▸ EXTRACT:
◇ ◇ ◇

[RFC] [WIP] tevent/glib integration

Tue Jan 26 10:34:51 UTC 2016

Hi Ralph
On 26/01/16 08:05, Ralph Boehme wrote:
> Hi Noel,
>
> On Mon, Jan 25, 2016 at 07:07:41PM +0000, Noel Power wrote:
[...]
>> But doesn't it still suffer from the same problem of being throttled by
>> tevent(s) one event processed per loop iteration policy?
>> e.g. it depends on either a timer or one of the glib fd(s) (with
>> available events) being monitored to fire, but any number of ready
>> non-glib related timers or fds could be queued for processing before and
>> in the s3 case a tevent_fd that fires is put to the back of the list
>> after firing :/.
> timer, immediate and signal events are rare compared to fd events, so
> I wouldn't worry about those.
>
> fd event sources are maintained in a list in tevent. When checking
> pending fd events the list is walked from the start and the first
> pending event source is processed and then migrated to the end of the
> list. This prevents us from a single fd starving other event sources.
I understood that but it is for precisely this reason that I think in a
busy server with many clients hitting it that the glib fd (or the epoll
fd) could be shifted as you describe & not get fired for many iterations
>
> And when one of the glib fds is active, we process all pending glibs
sure, as it should be otherwise there is a further throttling
> *and* we keep polling the g_main_context until the returned timeout is
> greater then 0 and g_main_context_check() returns false.
like I mentioned that worries me, it's not what glib does itself (iirc
it wasn't what 'g_main_context_iteration' in whatever glib source
version I looked at back a couple of weeks ago) and it is not the way it
seems to suggest the steps for integrating an external loop should work,
I would be very wary of depending on using the glib api in such a  way,
I would expect such event loop processing code to be very sensitive to
how it is used (and using it in an unexpected way might work now, might
not work later or may introduce some bad behaviour in some scenarios)
either way there is a risk for the rug being pulled. It's even possible
that you might favour glib unfairly against tevent by looping many times
per outer tevent loop. I guess I should step back and stop harping on
now  I feel that I am just continually putting negative opinions and
that isn't my intention at all and that just makes me feel bad that is
the extent of my contribution

>
>> So I still fear it could quite easily take quite a few
>> tevent_loop iterations (and that situation worsening as more & more
>> normal events & timers are added by a samba process) before available
>> glib events will get processed and the glib context released, granted
>> when it does get processed it does process *all* glib events which is a
>> significant improvement. Presumably this would be the same with the
>> extra epoll source tacked on.  I don't know :/ in a busy smbd process
>> for example glib won't afaics get a fair slice of the action,
> I'm quite confident it well for the reasons described above and I'm
> willing to test-drive it with the Spotlight RPC server. :)
is that a single client per rpc instance model ? if so yeah, might work
well, at the moment my own use case (at the moment) is a single daemon
where there could be many simultaneous clients [...]
>> well, I guess source3/lib is where I would have started because of
>> spotlight (and my toy), but when you will use your approach above you
>> won't need to do anything with s3
> This was more about whether tevent upstream (yuck, that's us :)) is
> willing to include this new feature in tevent or whether we maintain
> it outside. I think it's a nice addition to tevent so it would be nice
> to have it in, but maybe we want to give it some time and testing
> outside before including it.

◇ ◇ ◇

▸ STATED TASK 1: Write out the stretch of the tevent/glib thread from "I understood that" through "g_main_context_check() returns false.".
▸ STATED TASK 2: In the tevent/glib thread, what happens to the first pending fd event source after it is processed?
The data after this point is separate from the tevent/glib thread.

(A block of data)
◇ ◇ ◇

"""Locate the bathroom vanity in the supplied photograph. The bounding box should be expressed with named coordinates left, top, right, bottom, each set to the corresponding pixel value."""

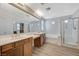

left=0, top=37, right=32, bottom=56
left=0, top=33, right=45, bottom=56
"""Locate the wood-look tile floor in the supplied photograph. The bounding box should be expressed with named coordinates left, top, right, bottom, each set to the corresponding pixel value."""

left=33, top=43, right=79, bottom=56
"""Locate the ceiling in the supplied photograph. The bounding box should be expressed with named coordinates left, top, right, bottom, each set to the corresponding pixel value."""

left=27, top=3, right=79, bottom=19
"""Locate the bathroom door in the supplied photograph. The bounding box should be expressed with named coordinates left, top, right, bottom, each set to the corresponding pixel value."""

left=63, top=19, right=78, bottom=45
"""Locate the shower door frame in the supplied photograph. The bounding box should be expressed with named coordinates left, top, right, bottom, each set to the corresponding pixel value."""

left=60, top=17, right=79, bottom=48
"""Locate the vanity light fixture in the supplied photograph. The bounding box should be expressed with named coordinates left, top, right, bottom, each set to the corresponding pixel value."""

left=35, top=9, right=43, bottom=16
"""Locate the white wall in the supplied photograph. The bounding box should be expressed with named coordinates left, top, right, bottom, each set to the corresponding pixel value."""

left=0, top=3, right=37, bottom=35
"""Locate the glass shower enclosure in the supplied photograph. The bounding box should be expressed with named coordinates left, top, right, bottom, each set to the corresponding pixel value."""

left=62, top=18, right=78, bottom=46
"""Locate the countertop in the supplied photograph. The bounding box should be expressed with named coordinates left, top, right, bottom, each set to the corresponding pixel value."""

left=0, top=32, right=43, bottom=46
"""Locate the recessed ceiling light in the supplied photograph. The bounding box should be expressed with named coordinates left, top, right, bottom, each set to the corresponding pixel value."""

left=46, top=7, right=51, bottom=11
left=35, top=9, right=43, bottom=16
left=64, top=20, right=68, bottom=23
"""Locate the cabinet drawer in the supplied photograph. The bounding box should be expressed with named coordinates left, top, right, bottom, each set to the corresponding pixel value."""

left=15, top=40, right=24, bottom=47
left=2, top=43, right=14, bottom=52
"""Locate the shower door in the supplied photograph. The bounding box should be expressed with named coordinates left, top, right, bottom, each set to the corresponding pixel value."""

left=63, top=19, right=78, bottom=45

◇ ◇ ◇

▸ CORRECT RESULT 1:
I understood that but it is for precisely this reason that I think in a
busy server with many clients hitting it that the glib fd (or the epoll
fd) could be shifted as you describe & not get fired for many iterations
>
> And when one of the glib fds is active, we process all pending glibs
sure, as it should be otherwise there is a further throttling
> *and* we keep polling the g_main_context until the returned timeout is
> greater then 0 and g_main_context_check() returns false.

▸ CORRECT RESULT 2: It is migrated to the end of the list.